**Your task:**
Please retype every entry below, keeping it exactly the same.

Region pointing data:
▶

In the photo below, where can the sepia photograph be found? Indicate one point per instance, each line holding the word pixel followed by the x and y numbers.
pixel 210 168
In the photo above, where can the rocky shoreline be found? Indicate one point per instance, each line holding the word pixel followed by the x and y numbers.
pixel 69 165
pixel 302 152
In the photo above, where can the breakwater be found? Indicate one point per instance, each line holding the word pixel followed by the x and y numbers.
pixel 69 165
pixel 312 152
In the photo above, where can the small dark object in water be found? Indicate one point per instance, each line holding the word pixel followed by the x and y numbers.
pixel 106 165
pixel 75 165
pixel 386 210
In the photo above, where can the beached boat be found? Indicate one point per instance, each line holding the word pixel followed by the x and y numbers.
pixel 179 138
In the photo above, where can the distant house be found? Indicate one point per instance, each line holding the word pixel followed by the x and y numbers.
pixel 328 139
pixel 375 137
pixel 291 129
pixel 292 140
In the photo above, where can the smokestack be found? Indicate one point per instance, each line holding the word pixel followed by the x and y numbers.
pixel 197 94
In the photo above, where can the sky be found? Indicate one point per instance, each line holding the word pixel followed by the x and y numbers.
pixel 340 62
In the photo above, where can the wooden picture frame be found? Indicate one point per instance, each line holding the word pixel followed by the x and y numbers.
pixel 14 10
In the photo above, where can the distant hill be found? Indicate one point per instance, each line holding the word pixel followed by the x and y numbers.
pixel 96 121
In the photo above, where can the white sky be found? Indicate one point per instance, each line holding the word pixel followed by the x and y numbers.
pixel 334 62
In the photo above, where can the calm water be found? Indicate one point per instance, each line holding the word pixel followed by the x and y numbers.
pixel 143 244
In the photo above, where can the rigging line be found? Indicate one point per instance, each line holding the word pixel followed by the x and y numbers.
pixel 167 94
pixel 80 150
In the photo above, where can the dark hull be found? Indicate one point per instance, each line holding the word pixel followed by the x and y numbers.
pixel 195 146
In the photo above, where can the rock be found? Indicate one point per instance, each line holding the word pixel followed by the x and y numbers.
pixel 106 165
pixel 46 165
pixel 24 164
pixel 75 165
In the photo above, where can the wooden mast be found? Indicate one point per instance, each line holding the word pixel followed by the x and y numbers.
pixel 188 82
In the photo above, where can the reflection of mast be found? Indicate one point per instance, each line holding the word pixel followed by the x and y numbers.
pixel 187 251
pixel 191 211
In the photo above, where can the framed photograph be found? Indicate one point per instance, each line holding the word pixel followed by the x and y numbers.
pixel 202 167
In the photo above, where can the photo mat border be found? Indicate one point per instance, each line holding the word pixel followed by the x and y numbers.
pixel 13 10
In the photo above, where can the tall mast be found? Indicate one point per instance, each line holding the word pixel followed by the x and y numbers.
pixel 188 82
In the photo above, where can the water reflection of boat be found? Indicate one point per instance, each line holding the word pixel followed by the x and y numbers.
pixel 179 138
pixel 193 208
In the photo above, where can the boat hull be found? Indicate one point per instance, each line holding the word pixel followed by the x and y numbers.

◀

**Expected answer:**
In the photo below, where can the sepia photograph be found? Indicate one point per instance, each line holding the word pixel followed by the x and y numbers.
pixel 210 168
In the photo above, where can the rocky shoreline be found? Indicate one point per instance, each line holding the word pixel followed by the x and y numbers.
pixel 69 165
pixel 302 152
In the photo above, where can the breakwater be found? Indicate one point per instance, each line holding the word pixel followed by the x and y numbers.
pixel 69 165
pixel 312 152
In the photo above, where can the small dark object in water be found? Indicate one point per instance, each line holding the word pixel followed by the x and y numbers.
pixel 106 165
pixel 75 165
pixel 386 210
In the photo above, where can the beached boat be found? Indicate one point per instance, each line holding the word pixel followed by the x and y numbers.
pixel 179 138
In the photo above, where can the distant house be found? Indicate one point per instance, each line holding the word pixel followed by the x and y numbers.
pixel 328 139
pixel 375 137
pixel 291 129
pixel 292 140
In the photo above, where can the smokestack be found? Indicate one point per instance, each line holding the word pixel followed by the x and y numbers.
pixel 197 94
In the photo above, where can the sky be found? Indicate one point per instance, each line holding the word pixel followed by the x and y numbers.
pixel 340 62
In the photo above, where can the wooden picture frame be found? Indicate one point per instance, each line holding the word pixel followed by the x and y numbers.
pixel 14 10
In the photo above, where can the distant hill be found? Indicate one point per instance, each line holding the word pixel followed by the x and y numbers.
pixel 96 121
In the photo above, where can the white sky be found? Indicate one point per instance, each line holding the word pixel followed by the x and y numbers.
pixel 334 62
In the photo above, where can the calm water be found? Indicate one point per instance, each line holding the word pixel followed by the x and y numbers.
pixel 143 244
In the photo above, where can the rigging line be found? Indicate one point per instance, each line holding the word pixel followed by the x and y numbers.
pixel 167 94
pixel 80 150
In the photo above, where can the dark hull be found? Indicate one point per instance, each line holding the word pixel followed by the x and y numbers.
pixel 195 146
In the photo above, where can the rock be found? Indicate one point per instance, each line holding the word pixel followed by the x and y numbers.
pixel 106 165
pixel 46 165
pixel 24 164
pixel 75 165
In the photo above, where can the wooden mast be found? Indicate one point per instance, each line holding the word pixel followed by the x and y numbers.
pixel 188 82
In the photo above, where can the reflection of mast be found? Indicate one point per instance, each line holding the word pixel followed by the x and y numbers.
pixel 187 251
pixel 191 211
In the photo above, where can the framed photograph be found? Indicate one point per instance, each line holding the word pixel followed by the x and y numbers.
pixel 202 167
In the photo above, where can the photo mat border be found? Indicate one point per instance, each line holding the word pixel followed by the x and y numbers.
pixel 13 10
In the photo above, where can the tall mast be found? Indicate one point per instance, each line holding the word pixel followed by the x and y numbers.
pixel 188 82
In the photo above, where can the water reflection of boat be found? Indicate one point per instance, each line holding the word pixel followed by the x and y numbers.
pixel 179 138
pixel 193 208
In the photo above, where can the boat hull be found? Indicate one point per instance, each line holding the word pixel followed by the x and y numbers.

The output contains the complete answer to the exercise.